_Text section:_
========
Examples of the indirect tax implications of using blockchain

  • VAT. Eliminating or reducing fraud by having full audit trails, automatic settlements and identity management.
  • VAT, customs or excise duties. Reducing fraud and improving indirect tax collection by using cryptocurrencies (e.g., VAT coin).
  • Global trade. Reducing the time taken to move goods cross-border by using blockchains to authenticate traders and goods for customs purposes (e.g., for granting authorized economic operator status and using green lanes). Reducing transport time supports the efficiency of cross-border supply chains (e.g., for perishable goods) and just-in-time manufacturing.
  • Excise taxes. Using blockchains created for excisable products (mineral oil, tobacco products, wine and beer) to calculate duties more accurately, reduce smuggling and counterfeiting, and track cross-border movements.
  • E-invoicing. Providing automatic settlement and payment and fully authenticated matching documents between suppliers and purchasers (e.g., allowing automatic matching of input and output indirect tax and avoiding the need for self-billing for consignment stocks).
  • Customs duty. Allowing increased used of customs regimes and free trade agreement duty reductions by allowing traders to prove the origin and provenance of goods (e.g., imported goods used in manufacturing prior to export).
========
_Material for the task:_
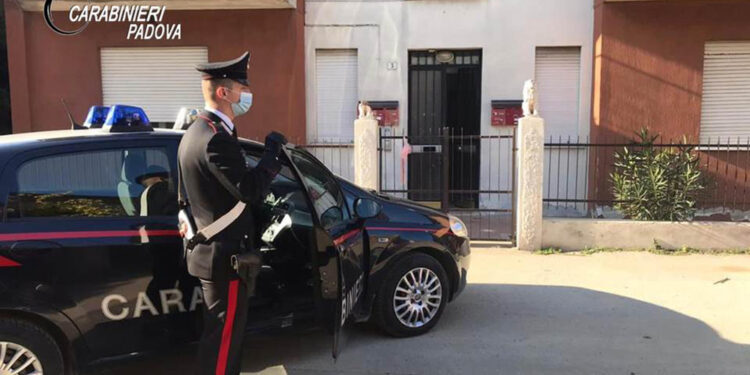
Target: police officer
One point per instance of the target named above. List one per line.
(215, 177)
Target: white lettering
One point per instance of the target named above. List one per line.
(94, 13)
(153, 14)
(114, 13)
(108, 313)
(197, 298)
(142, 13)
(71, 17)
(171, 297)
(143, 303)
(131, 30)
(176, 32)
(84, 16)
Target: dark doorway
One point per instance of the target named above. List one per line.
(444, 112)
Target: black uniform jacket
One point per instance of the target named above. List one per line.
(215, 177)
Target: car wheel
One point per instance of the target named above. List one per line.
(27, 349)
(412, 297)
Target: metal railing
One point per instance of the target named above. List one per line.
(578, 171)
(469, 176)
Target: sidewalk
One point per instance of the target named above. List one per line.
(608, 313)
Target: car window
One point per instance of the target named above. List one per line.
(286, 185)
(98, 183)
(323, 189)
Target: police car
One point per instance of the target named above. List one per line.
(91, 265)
========
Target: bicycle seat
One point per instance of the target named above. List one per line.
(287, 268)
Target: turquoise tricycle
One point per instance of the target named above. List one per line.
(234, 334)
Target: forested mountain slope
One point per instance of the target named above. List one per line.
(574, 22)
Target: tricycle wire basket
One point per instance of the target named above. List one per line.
========
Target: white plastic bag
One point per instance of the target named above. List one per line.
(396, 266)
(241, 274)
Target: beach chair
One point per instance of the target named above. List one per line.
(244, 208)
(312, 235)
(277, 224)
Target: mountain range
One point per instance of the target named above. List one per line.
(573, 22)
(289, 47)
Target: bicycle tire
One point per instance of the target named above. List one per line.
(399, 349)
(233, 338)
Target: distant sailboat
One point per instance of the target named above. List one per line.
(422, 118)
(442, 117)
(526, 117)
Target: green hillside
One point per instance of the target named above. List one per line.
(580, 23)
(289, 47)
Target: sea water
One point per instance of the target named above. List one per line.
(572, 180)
========
_Actions to take:_
• A. In the text on blockchain and indirect tax, which excisable products are named?
• B. List every line of the records that contains the word "tricycle", treating uppercase and lowercase as different.
The records are unrelated to the text.

_Expected outputs:_
• A. Mineral oil, tobacco products, wine and beer.

• B.
Target: turquoise tricycle
Target: tricycle wire basket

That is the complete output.